Indicación: En el texto sobre la colonia Portales, ¿qué superficie tenía el lote que compraron los abuelos?

Fuente:
· · ·

Su primer hogar como matrimonio fue un departamento en La Roma convenientemente cercano a la tintorería, que sin embargo resultó una pesadilla para mi abuela, acostumbrada como estaba ella al cielo diáfano de Puebla y no a que el paisaje se agotara en el muro de concreto del departamento contiguo. La necesidad de mudarse no fue clara hasta que la infestación de ratas en la zona atacó y mordió a uno de los bebés mientras dormía en su cuna. Enseguida comenzó la búsqueda de un terreno para construir una casa propia. Después de que La Roma o Del Valle fueran rápidamente descartadas por sus elevados precios, un amigo les sugirió ver un lote que se estaba vendiendo en Portales. El terreno se encontraba entre las calles de Emperadores y Presidentes, nombres rimbombantes que para nada reflejaban el estado de la colonia. Sin embargo, el lote era barato y alcanzaba los 550 metros cuadrados, razón por la que no dudaron mucho en comprarlo. Cuando mis abuelos llegaron a la colonia, con un nuevo bebé en brazos (Patricia, mi madre), ésta era una zona en declive pero que pronto viviría un momento de desarrollo y bonanza.
III.
La colonia Portales se creó oficialmente en 1914, pero la urbanización se retrasó un tiempo por los combates revolucionarios que aún arrasaban con poblados de la capital. La traza de la colonia siguió siendo la misma que Francisco Cravioto y Herbert P. Lewis realizaron en 1888 cuando ésta era todavía una hacienda ganadera y agrícola. De ese pasado del siglo XIX permanecerá también la tradición del comercio que dio origen al Antiguo Mercado de Portales, que se instaló en el casco de la ex hacienda ubicado en la actual calle de Víctor Hugo y Calzada de Tlalpan.
Para cuando mis abuelos arribaron a Portales, el mercado había sido consumido por un incendio y muchas de las casas de adobe construidas al nacer la colonia estaban bastante deterioradas. Sin embargo, la promesa de vida que ofrecía Portales era justo lo que buscaban mis abuelos: servicios básicos, buenas y múltiples vías de transporte y, en el plano educativo, el barrio podía presumir de contar con una de las veintiún escuelas primarias diseñadas por Juan O ‘Gorman como jefe de Edificios en el DF y que formaban parte del proyecto educativo de Narciso Bassols. Este edificio funcionalista era una muestra concreta de aquellos sueños de modernización posrevolucionaria que durante algunas décadas propiciaron la movilidad social de gran parte de la población mexicana. En esa primaria, la Carlos A. Carrillo, estudiarán sus hijos, quienes pertenecerán a una generación que a pesar del origen humilde de sus padres logrará aspirar a una carrera universitaria.

· · ·

Datos listados:
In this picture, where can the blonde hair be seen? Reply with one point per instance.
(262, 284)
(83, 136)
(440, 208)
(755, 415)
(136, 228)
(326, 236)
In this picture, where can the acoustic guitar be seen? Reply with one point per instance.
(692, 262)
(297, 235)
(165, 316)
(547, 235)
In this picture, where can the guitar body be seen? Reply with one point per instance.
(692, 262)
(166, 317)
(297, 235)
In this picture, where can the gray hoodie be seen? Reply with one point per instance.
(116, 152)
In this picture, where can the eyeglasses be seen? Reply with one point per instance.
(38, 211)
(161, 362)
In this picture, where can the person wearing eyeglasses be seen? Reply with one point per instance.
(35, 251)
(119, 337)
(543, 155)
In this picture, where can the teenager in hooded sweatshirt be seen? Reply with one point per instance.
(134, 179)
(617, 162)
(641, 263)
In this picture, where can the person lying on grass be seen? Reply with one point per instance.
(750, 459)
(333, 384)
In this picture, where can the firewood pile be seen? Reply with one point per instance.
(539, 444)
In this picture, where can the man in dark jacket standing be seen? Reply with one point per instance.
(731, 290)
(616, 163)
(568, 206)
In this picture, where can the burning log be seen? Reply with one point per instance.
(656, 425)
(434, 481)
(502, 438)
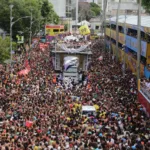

· · ·

Solución: 550 metros cuadrados.